Saved entries
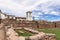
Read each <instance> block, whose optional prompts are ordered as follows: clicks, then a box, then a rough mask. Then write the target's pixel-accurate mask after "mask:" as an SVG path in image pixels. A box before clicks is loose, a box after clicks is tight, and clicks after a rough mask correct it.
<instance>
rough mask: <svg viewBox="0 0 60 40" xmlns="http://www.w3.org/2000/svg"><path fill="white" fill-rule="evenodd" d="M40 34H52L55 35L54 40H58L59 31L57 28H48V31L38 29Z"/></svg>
mask: <svg viewBox="0 0 60 40" xmlns="http://www.w3.org/2000/svg"><path fill="white" fill-rule="evenodd" d="M38 31H40V32H45V33H53V34H55V35H56V40H60V29H59V28H52V29H51V28H50V29H49V28H48V29H38Z"/></svg>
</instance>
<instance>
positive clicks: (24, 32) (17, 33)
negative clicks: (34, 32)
mask: <svg viewBox="0 0 60 40" xmlns="http://www.w3.org/2000/svg"><path fill="white" fill-rule="evenodd" d="M15 31H16V33H17V34H18V36H26V37H27V36H28V37H29V36H32V34H30V33H28V32H27V31H25V30H15ZM20 31H22V32H23V33H21V32H20Z"/></svg>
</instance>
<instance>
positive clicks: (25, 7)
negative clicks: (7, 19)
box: [0, 0, 47, 16]
mask: <svg viewBox="0 0 60 40" xmlns="http://www.w3.org/2000/svg"><path fill="white" fill-rule="evenodd" d="M46 1H47V0H0V9H2V10H5V9H7V10H11V11H12V12H13V13H15V15H19V14H20V16H24V15H25V14H24V13H25V12H26V11H28V10H31V11H32V10H34V9H35V7H36V6H38V5H39V4H40V3H44V2H46Z"/></svg>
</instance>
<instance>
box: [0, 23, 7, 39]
mask: <svg viewBox="0 0 60 40" xmlns="http://www.w3.org/2000/svg"><path fill="white" fill-rule="evenodd" d="M0 40H6V37H5V29H4V27H3V24H2V23H1V24H0Z"/></svg>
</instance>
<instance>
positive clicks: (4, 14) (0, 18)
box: [0, 10, 7, 19]
mask: <svg viewBox="0 0 60 40" xmlns="http://www.w3.org/2000/svg"><path fill="white" fill-rule="evenodd" d="M5 18H7V15H6V14H4V13H2V11H1V10H0V19H5Z"/></svg>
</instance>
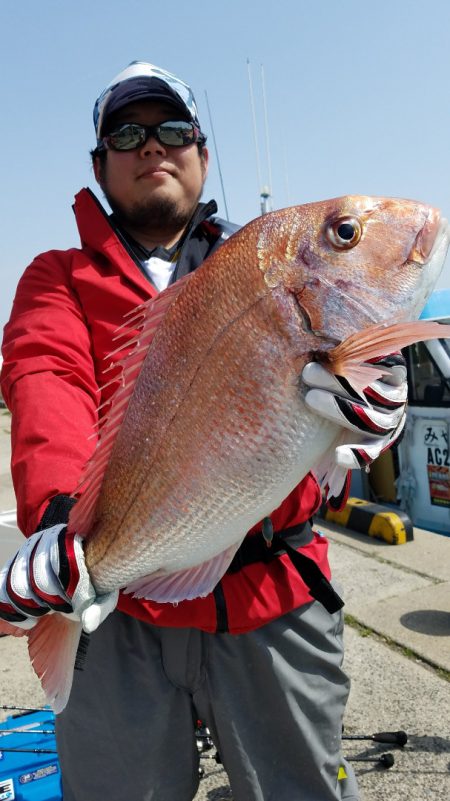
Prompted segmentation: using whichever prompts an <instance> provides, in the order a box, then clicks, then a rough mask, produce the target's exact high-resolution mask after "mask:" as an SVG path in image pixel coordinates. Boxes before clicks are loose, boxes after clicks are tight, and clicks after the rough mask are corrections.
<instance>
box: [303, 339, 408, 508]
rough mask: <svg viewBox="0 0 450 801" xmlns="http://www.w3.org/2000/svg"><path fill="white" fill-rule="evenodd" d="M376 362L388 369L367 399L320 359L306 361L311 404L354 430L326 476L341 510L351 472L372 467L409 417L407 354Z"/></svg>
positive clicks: (336, 452) (315, 408) (391, 357)
mask: <svg viewBox="0 0 450 801" xmlns="http://www.w3.org/2000/svg"><path fill="white" fill-rule="evenodd" d="M373 364H376V366H377V367H382V368H383V369H384V370H386V375H384V376H383V378H382V379H378V380H377V381H374V382H373V383H372V384H370V386H368V387H367V388H366V389H365V390H364V397H360V396H359V395H358V394H357V393H356V392H355V391H354V390H353V389H352V387H351V386H350V384H349V383H348V381H346V380H345V379H343V378H338V377H337V376H334V375H332V374H331V373H329V372H328V370H325V368H323V367H322V366H321V365H320V364H318V363H316V362H310V363H309V364H307V365H306V366H305V368H304V370H303V373H302V379H303V381H304V382H305V384H307V386H309V387H311V389H309V390H308V392H307V393H306V396H305V402H306V404H307V405H308V406H309V408H310V409H312V410H313V411H314V412H316V414H321V415H322V416H323V417H326V418H327V419H328V420H332V421H333V422H334V423H337V424H338V425H339V426H341V427H342V428H344V429H346V430H347V431H348V432H350V433H349V434H348V443H345V444H340V445H339V446H338V447H337V448H336V450H335V457H334V458H335V469H334V470H333V471H331V473H330V475H329V477H328V479H329V480H328V484H329V494H330V495H331V498H332V500H331V505H332V506H335V505H337V506H339V508H340V507H341V506H342V505H343V503H345V501H346V499H347V497H348V491H349V486H350V481H349V474H348V471H349V470H353V469H357V468H361V467H365V466H368V465H370V464H371V463H372V462H373V461H374V459H376V458H377V457H378V456H379V455H380V454H381V453H383V451H385V450H387V448H390V447H391V445H393V443H394V442H395V441H396V440H397V439H398V438H399V436H400V434H401V433H402V431H403V428H404V425H405V421H406V400H407V396H408V384H407V380H406V363H405V360H404V358H403V356H402V355H401V354H400V353H399V354H392V355H391V356H386V357H384V358H382V359H378V360H377V361H374V362H373ZM351 432H354V434H355V436H354V437H352V436H351ZM353 439H354V441H352V440H353ZM336 502H337V503H336Z"/></svg>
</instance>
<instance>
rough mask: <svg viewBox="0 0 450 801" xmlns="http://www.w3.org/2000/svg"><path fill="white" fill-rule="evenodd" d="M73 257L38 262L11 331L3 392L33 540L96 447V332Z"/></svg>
mask: <svg viewBox="0 0 450 801" xmlns="http://www.w3.org/2000/svg"><path fill="white" fill-rule="evenodd" d="M70 254H71V251H66V252H57V251H51V252H49V253H46V254H43V255H41V256H38V257H37V258H36V259H35V261H33V263H32V264H31V265H30V266H29V267H28V269H27V270H26V271H25V273H24V275H23V277H22V278H21V280H20V282H19V285H18V288H17V293H16V297H15V300H14V304H13V308H12V313H11V318H10V320H9V322H8V324H7V325H6V327H5V333H4V340H3V367H2V375H1V389H2V394H3V397H4V399H5V401H6V404H7V405H8V407H9V409H10V410H11V413H12V420H11V445H12V459H11V471H12V477H13V483H14V489H15V492H16V498H17V520H18V525H19V528H20V529H21V531H22V532H23V533H24V534H25V535H27V536H29V535H30V534H32V533H33V532H34V531H35V530H36V528H37V526H38V523H39V521H40V520H41V518H42V516H43V514H44V512H45V510H46V508H47V506H48V504H49V502H50V501H51V500H52V498H54V497H55V496H59V495H68V494H70V493H71V492H73V491H74V490H75V488H76V487H77V484H78V480H79V477H80V473H81V470H82V468H83V466H84V464H85V462H86V461H87V459H88V458H89V456H90V455H91V453H92V451H93V449H94V447H95V438H94V439H92V438H91V439H89V437H90V436H91V435H92V433H93V428H92V427H93V425H94V424H95V422H96V420H97V406H98V394H97V393H98V387H97V382H96V378H95V367H94V362H93V357H92V346H91V339H90V335H89V330H88V327H87V325H86V321H85V319H84V316H83V312H82V309H81V306H80V303H79V299H78V296H77V295H76V293H75V291H74V290H73V288H72V286H71V282H70V277H69V276H70V262H71V255H70Z"/></svg>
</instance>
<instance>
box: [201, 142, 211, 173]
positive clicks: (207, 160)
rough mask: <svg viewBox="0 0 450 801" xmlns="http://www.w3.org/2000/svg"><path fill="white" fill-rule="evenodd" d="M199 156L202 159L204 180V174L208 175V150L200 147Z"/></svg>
mask: <svg viewBox="0 0 450 801" xmlns="http://www.w3.org/2000/svg"><path fill="white" fill-rule="evenodd" d="M200 158H201V160H202V172H203V180H204V181H206V176H207V175H208V165H209V150H208V148H207V147H203V148H202V153H201V156H200Z"/></svg>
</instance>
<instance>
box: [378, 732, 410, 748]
mask: <svg viewBox="0 0 450 801" xmlns="http://www.w3.org/2000/svg"><path fill="white" fill-rule="evenodd" d="M372 740H375V741H376V742H377V743H393V744H395V745H399V746H400V747H401V748H403V746H404V745H406V743H407V742H408V735H407V734H406V732H405V731H379V732H377V733H376V734H373V735H372Z"/></svg>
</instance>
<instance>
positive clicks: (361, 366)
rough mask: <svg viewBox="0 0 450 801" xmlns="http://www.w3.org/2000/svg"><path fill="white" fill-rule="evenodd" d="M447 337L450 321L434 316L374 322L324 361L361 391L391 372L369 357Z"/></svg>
mask: <svg viewBox="0 0 450 801" xmlns="http://www.w3.org/2000/svg"><path fill="white" fill-rule="evenodd" d="M446 337H450V325H442V324H441V323H435V322H432V321H430V320H419V321H416V322H411V323H395V324H393V325H388V326H386V325H373V326H370V327H369V328H365V329H364V331H361V332H359V333H357V334H352V335H351V336H350V337H347V339H345V340H344V341H343V342H341V344H340V345H338V346H337V347H336V348H333V350H331V351H328V353H327V354H326V355H325V359H324V362H325V366H326V367H327V368H328V369H329V370H330V372H332V373H335V374H336V375H340V376H342V377H343V378H346V379H347V381H349V383H350V384H351V385H352V387H353V388H354V389H355V390H356V391H357V392H358V393H359V394H361V393H362V391H363V390H364V389H365V388H366V387H367V386H368V385H369V384H371V383H372V382H373V381H376V380H377V379H378V378H381V377H382V376H383V375H385V374H386V372H388V371H386V370H384V369H383V368H382V367H378V366H377V365H370V364H365V362H367V361H368V360H369V359H377V358H381V357H382V356H387V355H388V354H390V353H394V352H395V351H398V350H401V348H406V347H407V346H408V345H412V344H413V343H415V342H422V341H424V340H427V339H440V338H446Z"/></svg>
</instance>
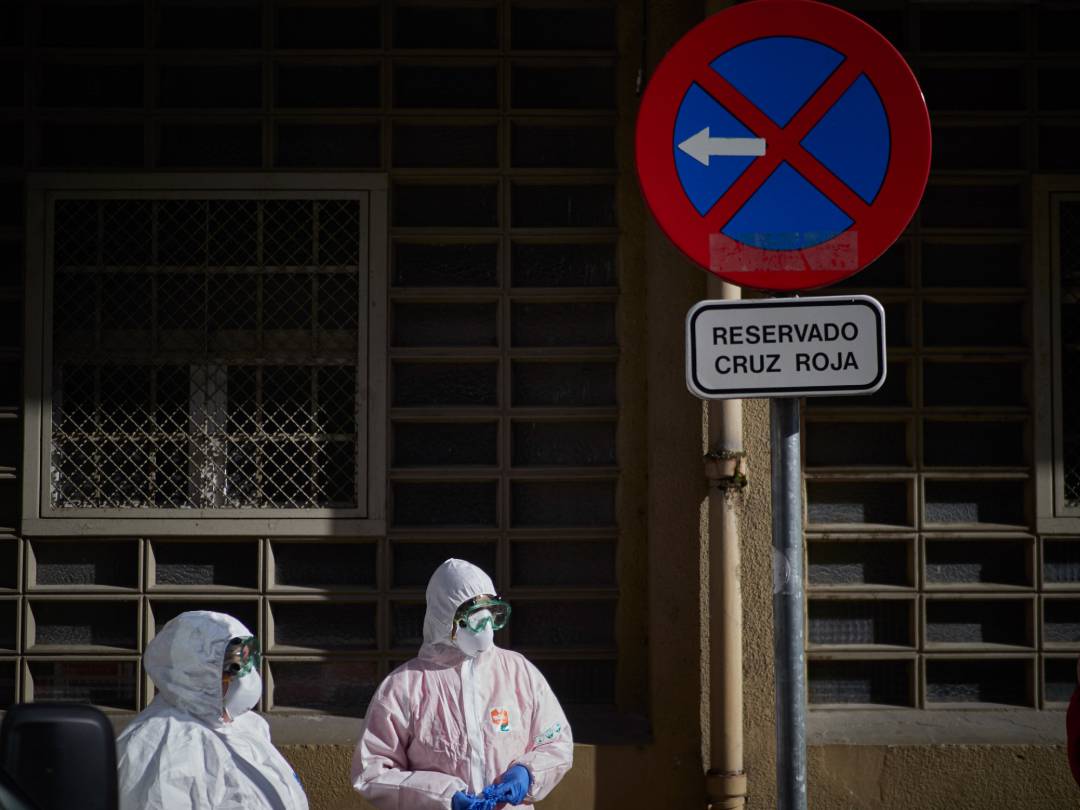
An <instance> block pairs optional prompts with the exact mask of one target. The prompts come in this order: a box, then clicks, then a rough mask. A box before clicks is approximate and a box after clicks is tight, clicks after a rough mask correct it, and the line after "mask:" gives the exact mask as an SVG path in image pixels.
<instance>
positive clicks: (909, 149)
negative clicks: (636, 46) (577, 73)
mask: <svg viewBox="0 0 1080 810" xmlns="http://www.w3.org/2000/svg"><path fill="white" fill-rule="evenodd" d="M636 147H637V167H638V176H639V178H640V183H642V188H643V191H644V192H645V197H646V200H647V201H648V203H649V206H650V208H651V211H652V213H653V216H654V217H656V218H657V220H658V222H659V224H660V226H661V227H662V228H663V230H664V232H665V233H666V234H667V235H669V238H671V240H672V241H673V242H675V244H676V245H678V246H679V247H680V248H681V249H683V251H684V253H686V254H687V255H688V256H689V257H690V258H691V259H693V260H694V261H697V262H698V264H699V265H701V266H702V267H705V268H706V269H708V270H711V271H712V272H714V273H716V274H717V275H719V276H721V278H724V279H725V280H727V281H730V282H732V283H734V284H740V285H742V286H750V287H756V288H760V289H773V291H785V289H807V288H813V287H821V286H825V285H827V284H832V283H835V282H837V281H839V280H841V279H843V278H846V276H848V275H851V274H853V273H855V272H858V271H859V270H861V269H862V268H864V267H866V266H867V265H868V264H870V262H872V261H873V260H874V259H876V258H877V257H878V256H880V255H881V254H882V253H883V252H885V251H886V249H887V248H888V247H889V246H890V245H891V244H892V243H893V242H894V241H895V239H896V237H897V235H900V233H901V232H902V231H903V229H904V228H905V227H906V225H907V222H908V221H909V220H910V218H912V216H913V215H914V213H915V210H916V207H917V206H918V203H919V200H920V199H921V197H922V191H923V189H924V187H926V181H927V176H928V174H929V168H930V120H929V116H928V113H927V109H926V104H924V102H923V99H922V94H921V91H920V90H919V86H918V84H917V82H916V81H915V77H914V76H913V75H912V71H910V69H909V68H908V66H907V64H906V63H905V62H904V59H903V57H901V55H900V54H899V53H897V52H896V51H895V49H893V48H892V45H891V44H889V42H888V41H887V40H886V39H885V38H883V37H881V35H880V33H878V32H877V31H875V30H874V29H873V28H870V27H869V26H867V25H866V24H865V23H863V22H862V21H860V19H858V18H856V17H854V16H852V15H851V14H848V13H847V12H842V11H840V10H838V9H835V8H833V6H829V5H824V4H822V3H818V2H810V1H809V0H756V2H751V3H746V4H743V5H738V6H734V8H732V9H729V10H727V11H725V12H721V13H720V14H717V15H714V16H713V17H710V18H708V19H706V21H705V22H704V23H702V24H701V25H699V26H698V27H697V28H694V29H693V30H691V31H690V32H689V33H687V35H686V36H685V37H684V38H683V39H681V40H680V41H679V42H678V43H676V45H675V46H674V48H673V49H672V50H671V52H670V53H669V54H667V55H666V56H665V57H664V59H663V62H662V63H661V64H660V66H659V67H658V69H657V72H656V75H654V76H653V78H652V80H651V81H650V82H649V86H648V89H647V90H646V94H645V98H644V99H643V103H642V109H640V112H639V114H638V122H637V143H636Z"/></svg>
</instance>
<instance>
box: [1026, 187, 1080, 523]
mask: <svg viewBox="0 0 1080 810" xmlns="http://www.w3.org/2000/svg"><path fill="white" fill-rule="evenodd" d="M1031 185H1032V200H1031V204H1032V212H1031V213H1032V226H1034V228H1032V237H1034V239H1032V241H1034V248H1032V251H1034V257H1032V258H1034V265H1035V289H1034V295H1032V296H1031V300H1032V307H1034V308H1035V312H1034V318H1032V324H1035V326H1036V328H1035V335H1034V338H1035V350H1036V351H1035V375H1036V386H1035V403H1034V404H1035V413H1034V414H1032V417H1034V420H1035V433H1036V446H1035V450H1036V464H1035V472H1036V530H1037V531H1038V532H1040V534H1072V532H1078V531H1080V507H1076V508H1072V509H1068V508H1067V507H1066V505H1065V482H1064V471H1063V462H1064V458H1063V449H1062V441H1063V429H1062V420H1063V417H1064V414H1063V403H1062V346H1061V340H1062V315H1061V254H1059V251H1058V249H1057V240H1058V227H1059V216H1058V207H1057V206H1058V204H1059V203H1061V202H1062V201H1064V200H1077V201H1080V176H1077V175H1036V176H1034V177H1032V184H1031Z"/></svg>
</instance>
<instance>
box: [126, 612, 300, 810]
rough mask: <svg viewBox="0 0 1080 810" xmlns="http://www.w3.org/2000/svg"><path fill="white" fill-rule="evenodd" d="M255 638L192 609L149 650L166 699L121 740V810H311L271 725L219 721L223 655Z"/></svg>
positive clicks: (239, 716)
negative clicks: (241, 639) (274, 744)
mask: <svg viewBox="0 0 1080 810" xmlns="http://www.w3.org/2000/svg"><path fill="white" fill-rule="evenodd" d="M249 635H252V632H251V631H249V630H247V627H245V626H244V625H243V624H242V623H241V622H239V621H237V620H235V619H234V618H232V617H231V616H227V615H226V613H216V612H213V611H210V610H192V611H188V612H186V613H180V615H179V616H177V617H176V618H175V619H173V620H172V621H170V622H168V623H167V624H165V626H164V627H162V629H161V632H160V633H158V634H157V635H156V636H154V637H153V640H151V642H150V644H148V645H147V648H146V653H145V654H144V656H143V665H144V666H145V667H146V671H147V674H148V675H149V676H150V678H151V679H152V680H153V684H154V686H156V687H157V689H158V694H157V697H156V698H154V699H153V702H152V703H150V705H149V706H147V707H146V708H145V710H144V711H143V712H140V713H139V714H138V715H137V716H136V717H135V719H134V720H132V723H131V724H130V725H129V726H127V728H125V729H124V731H123V733H122V734H120V737H119V738H118V739H117V758H118V766H119V770H120V774H119V777H120V780H119V781H120V808H121V810H308V799H307V797H306V796H305V794H303V788H302V787H301V786H300V783H299V780H298V779H297V778H296V774H295V773H294V772H293V769H292V768H291V767H289V765H288V762H286V761H285V758H284V757H283V756H282V755H281V754H280V753H279V752H278V750H276V748H275V747H274V746H273V744H272V743H271V742H270V729H269V727H268V726H267V721H266V720H265V719H262V718H261V717H259V716H258V714H256V713H255V712H245V713H244V714H242V715H240V716H239V717H237V718H235V719H233V720H232V721H231V723H225V721H224V720H222V719H221V708H222V696H221V665H222V663H224V660H225V648H226V647H227V646H228V644H229V640H230V639H232V638H238V637H239V638H245V637H247V636H249ZM247 677H251V676H247Z"/></svg>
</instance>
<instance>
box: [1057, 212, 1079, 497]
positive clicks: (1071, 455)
mask: <svg viewBox="0 0 1080 810" xmlns="http://www.w3.org/2000/svg"><path fill="white" fill-rule="evenodd" d="M1059 221H1061V239H1059V240H1058V245H1059V249H1061V275H1062V311H1061V315H1062V318H1061V323H1062V347H1063V350H1064V351H1063V352H1062V406H1063V413H1065V414H1076V413H1078V407H1080V202H1065V203H1062V206H1061V220H1059ZM1063 427H1064V429H1065V433H1064V435H1063V442H1062V457H1063V458H1062V468H1063V471H1064V481H1065V503H1066V504H1067V505H1068V507H1070V508H1076V507H1080V424H1078V423H1077V421H1076V420H1075V419H1065V420H1063Z"/></svg>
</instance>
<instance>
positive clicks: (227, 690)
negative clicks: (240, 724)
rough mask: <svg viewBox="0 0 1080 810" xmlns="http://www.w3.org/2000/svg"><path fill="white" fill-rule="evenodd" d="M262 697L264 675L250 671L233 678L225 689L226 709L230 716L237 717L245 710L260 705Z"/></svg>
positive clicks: (235, 717) (241, 714) (235, 718)
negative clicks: (237, 677) (236, 677)
mask: <svg viewBox="0 0 1080 810" xmlns="http://www.w3.org/2000/svg"><path fill="white" fill-rule="evenodd" d="M261 697H262V676H261V675H259V674H258V673H257V672H254V671H253V672H249V673H247V674H246V675H244V676H243V677H241V678H232V679H231V680H230V681H229V688H228V689H226V690H225V711H226V712H228V713H229V717H231V718H232V719H237V718H238V717H240V715H242V714H244V712H249V711H251V710H252V708H254V707H255V706H256V705H258V702H259V698H261Z"/></svg>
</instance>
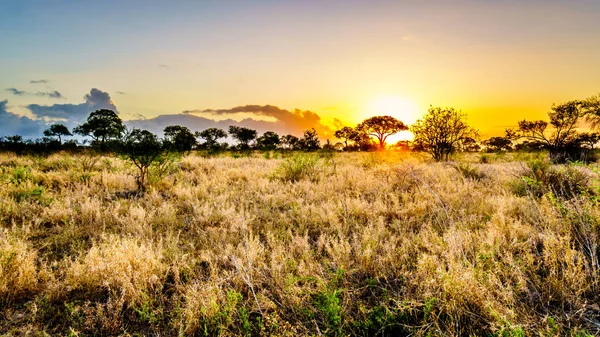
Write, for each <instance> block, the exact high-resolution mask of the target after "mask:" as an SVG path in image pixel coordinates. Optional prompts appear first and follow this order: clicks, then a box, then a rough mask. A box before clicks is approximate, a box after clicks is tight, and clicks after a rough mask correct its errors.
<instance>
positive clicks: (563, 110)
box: [506, 100, 594, 162]
mask: <svg viewBox="0 0 600 337" xmlns="http://www.w3.org/2000/svg"><path fill="white" fill-rule="evenodd" d="M589 114H590V110H589V104H588V103H587V101H585V100H573V101H568V102H565V103H561V104H558V105H553V106H552V108H551V111H550V112H548V118H549V119H550V122H546V121H544V120H535V121H528V120H522V121H519V122H518V128H517V130H511V129H509V130H507V131H506V132H507V134H508V135H509V136H511V137H512V138H513V139H527V140H528V141H529V142H533V143H539V144H542V146H543V147H544V148H546V149H547V150H548V151H549V152H550V158H551V159H552V160H553V161H558V162H563V161H566V160H569V159H577V160H579V159H582V158H579V157H580V156H581V155H582V150H583V148H582V147H581V144H582V142H589V141H592V140H593V139H594V137H593V136H589V137H586V136H583V135H584V134H581V133H578V132H577V127H578V125H579V123H580V121H581V120H582V119H583V118H586V117H588V116H589ZM548 126H551V127H552V128H551V129H549V128H548Z"/></svg>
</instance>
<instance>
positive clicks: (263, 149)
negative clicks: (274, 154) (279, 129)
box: [256, 131, 281, 150]
mask: <svg viewBox="0 0 600 337" xmlns="http://www.w3.org/2000/svg"><path fill="white" fill-rule="evenodd" d="M280 142H281V140H280V139H279V135H278V134H277V133H275V132H273V131H267V132H265V133H263V134H262V136H260V137H258V139H256V147H257V148H259V149H261V150H275V149H276V148H277V145H279V143H280Z"/></svg>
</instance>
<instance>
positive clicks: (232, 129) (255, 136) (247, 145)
mask: <svg viewBox="0 0 600 337" xmlns="http://www.w3.org/2000/svg"><path fill="white" fill-rule="evenodd" d="M229 134H230V135H231V137H233V138H234V139H236V140H237V141H238V148H239V149H240V150H249V149H250V142H251V141H253V140H254V139H256V130H252V129H248V128H245V127H241V126H234V125H231V126H230V127H229Z"/></svg>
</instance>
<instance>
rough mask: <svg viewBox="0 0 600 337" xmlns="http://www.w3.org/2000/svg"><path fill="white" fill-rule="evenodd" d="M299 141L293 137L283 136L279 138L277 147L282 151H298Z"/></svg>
mask: <svg viewBox="0 0 600 337" xmlns="http://www.w3.org/2000/svg"><path fill="white" fill-rule="evenodd" d="M299 145H300V139H299V138H298V137H296V136H294V135H285V136H282V137H281V138H280V142H279V146H280V147H281V150H282V151H285V150H297V149H299V147H300V146H299Z"/></svg>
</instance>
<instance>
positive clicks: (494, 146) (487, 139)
mask: <svg viewBox="0 0 600 337" xmlns="http://www.w3.org/2000/svg"><path fill="white" fill-rule="evenodd" d="M483 145H484V146H485V147H486V149H485V150H486V151H487V152H500V151H506V150H510V149H511V148H512V147H511V146H512V141H511V140H510V139H509V138H508V137H491V138H490V139H487V140H485V141H483Z"/></svg>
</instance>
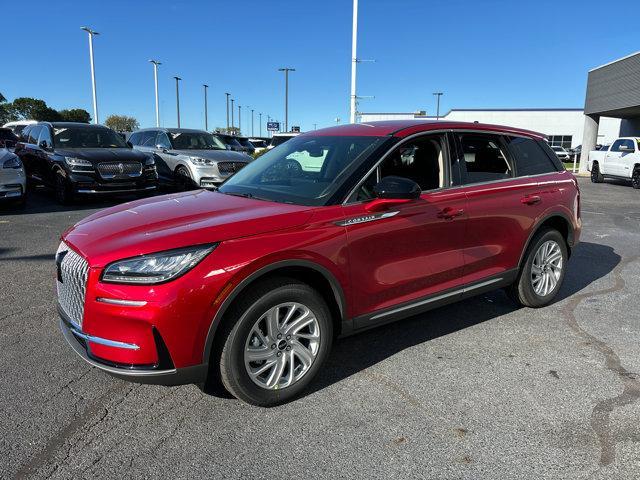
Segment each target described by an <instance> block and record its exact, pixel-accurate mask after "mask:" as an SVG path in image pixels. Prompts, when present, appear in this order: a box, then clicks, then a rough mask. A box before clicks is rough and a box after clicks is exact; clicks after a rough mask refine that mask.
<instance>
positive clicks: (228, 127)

YOUR ASSIGNMENT: Please give back exactly the lines from the first line of the records above through the line containing "positive clicks: (24, 32) (17, 33)", only those and both included, with the pictures removed.

EXERCISE RESPONSE:
Read each <instance> block, whose optional prompts are ordered as follows: clicks, then a box, then a rough mask. Then write the target's pixel-accurate mask after "mask:" as an SVG path in image pixels. A box before clicks is loose, a box after clicks is tight, and clicks after a rough mask correct it.
<instance>
rough mask: <svg viewBox="0 0 60 40" xmlns="http://www.w3.org/2000/svg"><path fill="white" fill-rule="evenodd" d="M40 34H52L55 35L54 40H58L59 31L57 28H48V31L38 29Z"/></svg>
mask: <svg viewBox="0 0 60 40" xmlns="http://www.w3.org/2000/svg"><path fill="white" fill-rule="evenodd" d="M38 31H40V32H45V33H53V34H55V35H56V40H60V29H59V28H52V29H51V28H50V29H49V28H48V29H38Z"/></svg>
</instance>
<instance>
positive clicks: (24, 32) (17, 33)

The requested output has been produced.